▸ **WORK INSTRUCTIONS**
Please restate every line below exactly, without any pictures.

▸ **Photo-based referring expression data**
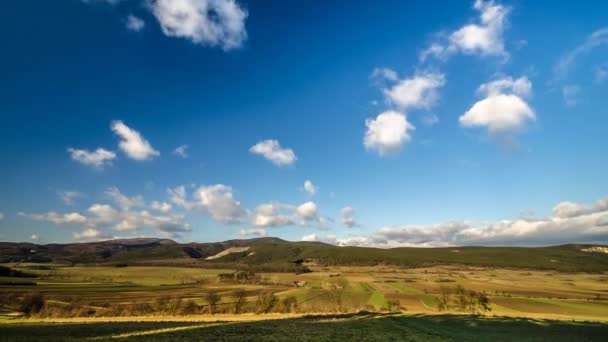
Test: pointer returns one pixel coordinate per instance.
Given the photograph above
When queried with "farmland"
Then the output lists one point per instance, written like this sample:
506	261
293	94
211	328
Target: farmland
225	296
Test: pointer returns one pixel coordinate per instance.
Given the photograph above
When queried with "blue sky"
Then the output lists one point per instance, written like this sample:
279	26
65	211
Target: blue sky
416	124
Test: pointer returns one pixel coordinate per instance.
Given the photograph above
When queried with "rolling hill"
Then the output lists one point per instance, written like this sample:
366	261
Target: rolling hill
279	254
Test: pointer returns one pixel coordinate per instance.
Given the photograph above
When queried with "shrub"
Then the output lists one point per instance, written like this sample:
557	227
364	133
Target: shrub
266	301
212	299
288	305
32	303
393	305
240	298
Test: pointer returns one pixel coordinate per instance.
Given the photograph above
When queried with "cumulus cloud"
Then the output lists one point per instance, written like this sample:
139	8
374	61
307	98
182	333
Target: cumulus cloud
219	202
131	213
215	200
68	218
417	92
253	232
181	151
520	86
272	150
87	234
179	197
308	211
68	197
163	207
571	209
132	143
430	119
571	223
134	23
310	187
503	110
484	38
205	22
272	215
595	40
387	132
347	214
381	74
98	158
123	201
277	214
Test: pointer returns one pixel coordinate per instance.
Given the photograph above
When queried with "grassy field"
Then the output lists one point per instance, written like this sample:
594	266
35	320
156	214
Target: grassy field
355	327
87	303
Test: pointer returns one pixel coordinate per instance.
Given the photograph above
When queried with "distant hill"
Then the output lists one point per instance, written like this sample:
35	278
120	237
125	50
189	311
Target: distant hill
275	253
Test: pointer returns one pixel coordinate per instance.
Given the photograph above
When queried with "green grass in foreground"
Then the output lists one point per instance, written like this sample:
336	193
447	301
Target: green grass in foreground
360	327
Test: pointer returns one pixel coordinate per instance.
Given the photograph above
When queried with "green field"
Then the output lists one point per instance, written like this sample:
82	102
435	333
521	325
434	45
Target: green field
242	297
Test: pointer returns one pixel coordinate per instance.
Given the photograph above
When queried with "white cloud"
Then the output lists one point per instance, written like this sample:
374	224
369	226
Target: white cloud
310	187
384	74
132	143
98	158
181	151
218	200
253	231
387	132
206	22
430	119
86	234
179	197
503	111
521	87
68	197
571	209
308	211
571	223
272	150
163	207
60	219
99	217
418	92
570	92
272	215
436	50
568	60
123	201
134	23
484	38
311	237
347	214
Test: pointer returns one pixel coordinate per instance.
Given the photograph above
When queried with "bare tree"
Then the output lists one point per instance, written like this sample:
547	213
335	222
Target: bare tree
240	298
212	299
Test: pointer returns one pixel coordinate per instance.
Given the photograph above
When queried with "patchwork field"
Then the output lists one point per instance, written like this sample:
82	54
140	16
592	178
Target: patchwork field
85	302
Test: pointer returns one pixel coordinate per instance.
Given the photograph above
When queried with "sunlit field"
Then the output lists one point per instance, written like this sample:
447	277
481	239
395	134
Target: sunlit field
175	302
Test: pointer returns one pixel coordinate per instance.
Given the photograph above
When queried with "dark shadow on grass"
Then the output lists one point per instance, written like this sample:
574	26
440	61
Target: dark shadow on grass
364	326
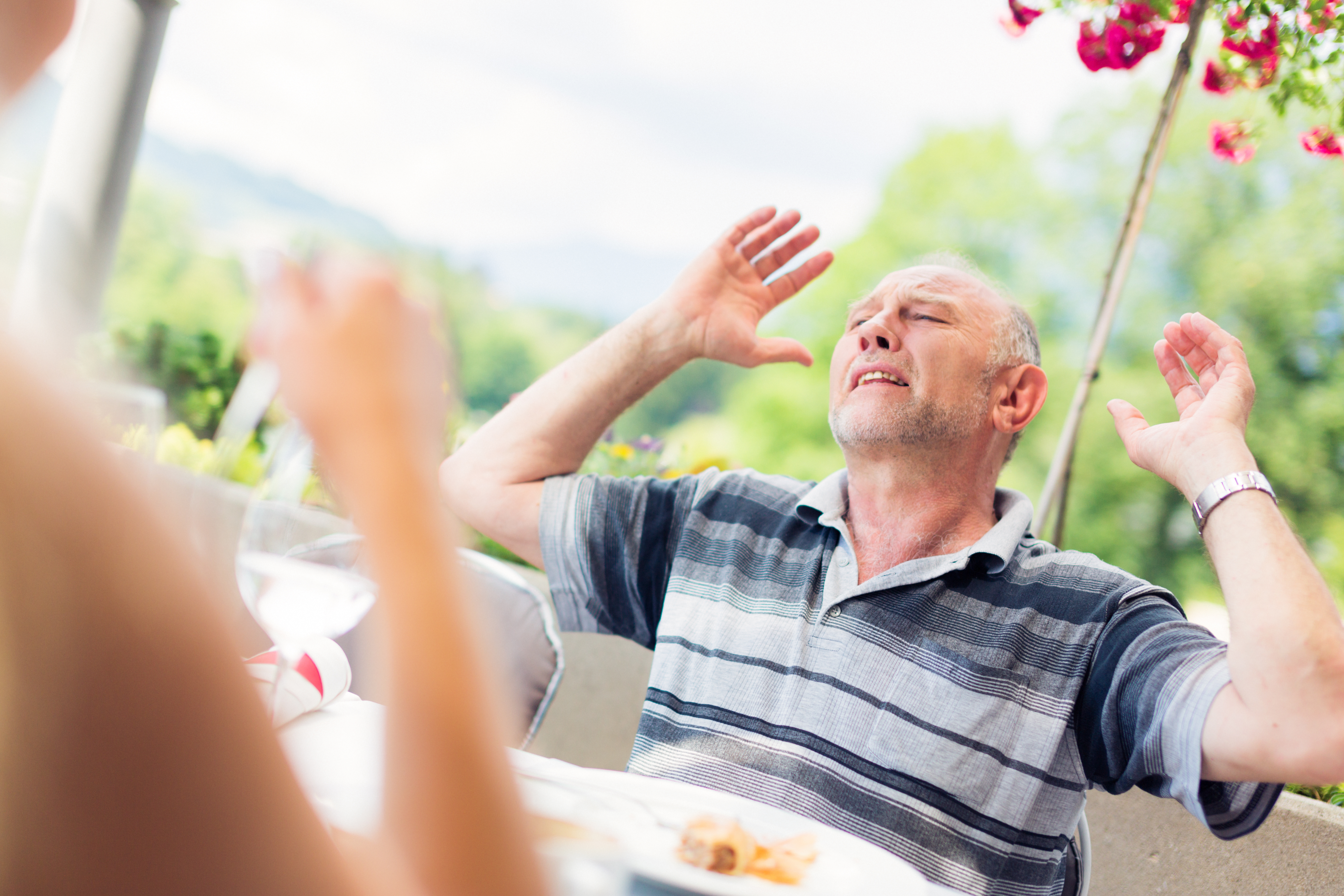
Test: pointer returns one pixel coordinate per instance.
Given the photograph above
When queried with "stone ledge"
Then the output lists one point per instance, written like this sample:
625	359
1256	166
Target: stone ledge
1147	846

▸ **RESPONSE**
Test: pointer returns one pixel coordinate per instance.
Given the photograph above
When queried with "farmland"
Then the output lists one point per instance, written like this sample:
506	261
293	94
211	328
Target: farmland
225	296
Test: pointer returns one pixel coordinate per instance.
Given the photograph above
When queried with "blue sky"
Then the output lists one point per instance, written like this sample:
279	26
65	211
Target: blue sky
416	124
Test: pointer returns one pixel coordinate per instance.
Given the photograph above
When queried with "rolling hill"
Then the output lists one point per instance, written like this sample:
366	261
Target: rolling hill
279	254
Test: pointer returns one pixel coordinate per instance.
Given the photograph above
When queried with "shrub"
Then the output lists one point per instance, written like this sample:
557	227
364	133
Target: shrub
266	301
212	299
288	305
32	303
393	305
240	298
Test: pointer returns one pixel coordinate per instance.
Given the photograph above
When queried with "cumulus cloud"
Then the output lists one point per instance, written like this sample:
139	8
374	61
307	98
182	333
Target: cumulus cloud
219	202
131	213
215	200
68	218
417	92
253	232
181	151
520	86
272	150
87	234
179	197
308	211
68	197
163	207
571	209
132	143
430	119
571	223
134	23
310	187
503	110
484	38
205	22
272	215
595	40
387	132
347	214
381	74
98	158
123	201
277	214
Test: pointer returns one pixel coordinate per instance.
Given the photograph above
When queried with "grassy field"
Then the output lists one point per instance, written like this sample:
594	266
35	320
156	214
Target: grassy field
355	327
87	303
Test: pointer returns one pixel coordinate per instance.
Given the photograph above
When queried with "distant hill"
Then the output lists one point per instance, written like this sample:
35	278
120	237
125	50
189	311
Target: distant hill
275	253
Test: pointer returns one pixel coordinate per instance.
Given the photograph above
When queried with "green grass in foreground"
Then the output lists one point per instance, written like this sample:
336	193
447	301
Target: green grass in foreground
360	327
Test: pointer returns one pixel coordinate per instance.
Given the photograph above
When queried with "green field"
Then the output lists one point per instance, written like this sample:
82	102
435	333
521	325
434	45
Target: green field
242	297
Test: pointer returns one pixel coordinate per instance.
Given the photograph above
When queried with "white cloud"
Then the output lists one point per instance, written like this sample:
374	224
369	226
Target: white cloud
310	187
384	74
132	143
98	158
181	151
218	200
253	231
387	132
206	22
430	119
86	234
179	197
503	111
521	87
68	197
571	209
308	211
571	223
272	150
163	207
60	219
99	217
418	92
570	92
272	215
436	50
568	60
123	201
134	23
484	38
311	237
347	214
Test: pointer returns one pixel coordinate per instance.
Given the photograph above
When queried with "bare tree"
Then the output lists one point per instance, written like this sample:
547	213
335	222
Target: bare tree
240	298
212	299
Test: pointer returns one pixel coordinate per instance.
Given the photograph above
When queried with "patchwork field"
Then the output lists one point per instance, written like this sample:
82	54
140	16
592	178
Target: patchwork field
85	302
Test: pointer returns one pixel coordinate per instance.
Given the photograph above
When queried with "sunlit field"
Then the output lists one point per instance, written like this sample:
447	277
481	239
395	134
Target: sunlit field
175	302
Test: pointer returns one pixel coordinate per instance.
Given the photograph above
When queried with "dark shadow on grass"
Then the output lists one point per instance, written like this sample:
574	26
440	61
Target: dark shadow on grass
364	326
Test: pointer returns one pixel coordinate per instance.
Given the photograph above
When queried with "stone ledge"
Then the output lists one point per instance, written like this sample:
625	359
1256	166
Target: stone ledge
1147	846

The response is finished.